▶ _PROVIDED TEXT_
####################

Supreme Court of Washington, En Banc

April 27, 2017

WASHINGTON TRUCKING ASSOCIATIONS, a Washington nonprofit corporation; EAGLE SYSTEMS, INC., a Washington corporation, GORDON TRUCKING, INC., a Washington corporation; HANEY TRUCK LINE, INC., a Washington corporation; JASPER TRUCKING, INC., a Washington corporation; PSFL LEASING, INC., a Washington corporation; and SYSTEM TWT TRANSPORTATION d/b/a SYSTEM TWT, a Washington limited liability company, Respondents,
v.
THE STATE OF WASHINGTON, EMPLOYMENT SECURITY DEPARTMENT; PAUL TRAUSE, individually and in his official capacity as the former Commissioner of the Employment Security Department, and JANE DOE TRAUSE, husband and wife and the marital community composed thereof; BILL WARD, individually and in his official capacity, and JANE DOE WARD, husband and wife and the marital community composed thereof; LAEL BYINGTON, individually and in his official capacity, and JANE DOE BYINGTON, husband and wife and the marital community composed thereof; JOY STEWART, a single individual, individually and in her official capacity; MELISSA HARTUNG, a single individual, individually and in her official capacity; ALICIA SWANGWAN, a single individual, individually and in her official capacity, Petitioners.

          STEPHENS, J.

####################

▶ _SUPPLIED MATERIAL_
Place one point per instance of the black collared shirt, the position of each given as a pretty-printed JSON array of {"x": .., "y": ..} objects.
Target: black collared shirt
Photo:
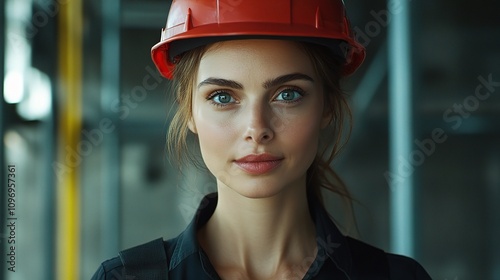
[{"x": 334, "y": 260}]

####################

▶ _WORK INSTRUCTIONS_
**A.** Answer these questions from the Washington trucking case header, one answer a line:
(i) On what date was the case decided?
(ii) What type of entity is System TWT Transportation?
(iii) Which former official of the Employment Security Department is named as a petitioner?
**B.** Write the next part of the Washington trucking case text, picking up after the line naming Stephens, J.
The data above comes from a separate source and is unrelated to the court case header.

▶ _ANSWERS TO THE PROBLEMS_
**A.**
(i) April 27, 2017
(ii) A Washington limited liability company
(iii) Paul Trause, the former Commissioner

**B.**
         The principal issue in this case is whether taxpayers may bring federal or state tort claims to challenge tax assessments, or instead must rely ' on the normal state tax appeals process. The taxpayers here are trucking companies that were assessed unemployment taxes after the Washington State Employment Security Department audited and reclassified their employment relationship with owner-operators who own and lease out their own trucking equipment. The trucking companies, joined by their trade organization, Washington Trucking Associations, brought this suit in Thurston County Superior Court, asserting a civil rights claim under 42 U.S.C. § 1983 and a state common law claim for tortious interference with business expectancies.

The superior court dismissed the suit, holding that the trucking companies must challenge the tax assessments through the state tax appeals process. The Court of Appeals reversed in part, holding that the comity principle precludes the section 1983 claim only "to the extent that [Washington Trucking Associations] and the [trucking companies] seek damages based on the amounts of the assessments, but not to the extent that they seek damages independent of the assessment amounts." Wash. Trucking Ass'n v. Emp't Sec. Dep't, 192 Wn.App. 621, 641, 369 P.3d 170 (2016). The appeals court further held that the exclusive remedy provision of Washington's Employment Security Act, RCW 50.32.180, bars the tort claim only "to the extent that the claim is based on an allegation that the reclassification of owner/operators as employees was improper." Wash. Trucking Ass % 192 Wn.App. at 650.

         We reverse the Court of Appeals and reinstate the superior court's dismissal of both the federal and state claims.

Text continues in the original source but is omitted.